Run Riot caught up with Zain Dada, one of two new Season Producers with Clare Callan at Free Word, brought on board to bring new writers, artists and thinkers to the space and programme and produce bold new cross-art form themed 'seasons' which will run twice a year in Autumn and Spring.

Free Word aims to champion the next generation of artists alongside today’s most exciting voices and taking on urgent topics of our time through unique formats. They will be commissioning a short film and installation each season, alongside a host of live events and new digital content.

The first of these seasons, This is Private, will explore our public lives and private fears - how we need personal space to be individual, yet we must share our space to be part of a community. The season opens next week with a Launch Party on 15th October where the new installation by visual artist Soofiya will be unveiled and new short film featuring poet Zia Ahmed will be screened for the first time and runs though until early December.

Zain previously worked at the Bush Theatre and has a degree in Politics and History from SOAS. He is also Co-Founder of Khidr Collective: a multi-disciplinary arts group which platforms the work of young Muslim artists, producing a bi-annual publication of essays, fiction, poetry, comics and illustrations.

Photo credit: Zain Dada by David Ryder-Prangley

RR: Free Word has always been a hub for literature and free expression and you are now programming with the focussed approach of "exploring the power and politics of words". Can you tell us a bit more about this?

Zain Dada: We live in a world where words can be immeasurably powerful. There is clearly a hierarchy and structure to who has the privilege of shaping public opinion and who doesn’t. We are told a 'marketplace of ideas' exists but who holds the keys to this marketplace? And on what terms can it be accessed? Can migrant women say #MeToo or will they fear deportation? How easy is it for a working class person to appear on Question Time? Who defines the terms of public debates?

These are some of the things we've been thinking about at Free Word and we hope to interrogate them in more depth through our programme. There are artists, journalists and thinkers whose voices from the so-called 'margins' are redefining mainstream discourse.

RR: You joined the team at Free Word this year to programme and produce new themed "seasons" - what can we expect from these?

* Available data

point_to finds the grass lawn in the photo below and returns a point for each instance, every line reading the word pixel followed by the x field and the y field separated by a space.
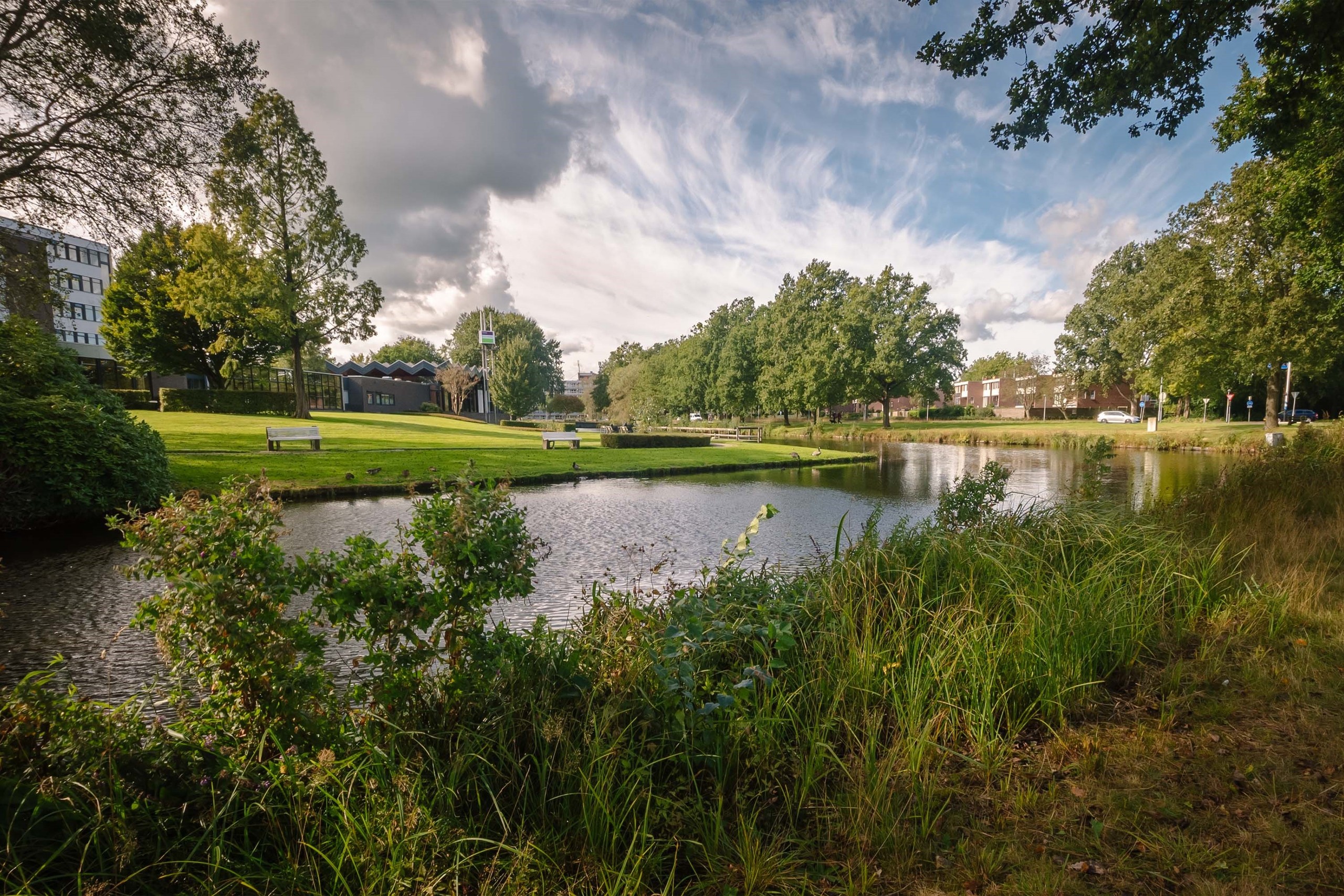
pixel 209 448
pixel 1174 434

* Work to complete
Quote, word for word, the stretch of the interview excerpt from "Free Word aims" through "new digital content.". The data has no connection to the interview excerpt above.

* Solved problem
Free Word aims to champion the next generation of artists alongside today’s most exciting voices and taking on urgent topics of our time through unique formats. They will be commissioning a short film and installation each season, alongside a host of live events and new digital content.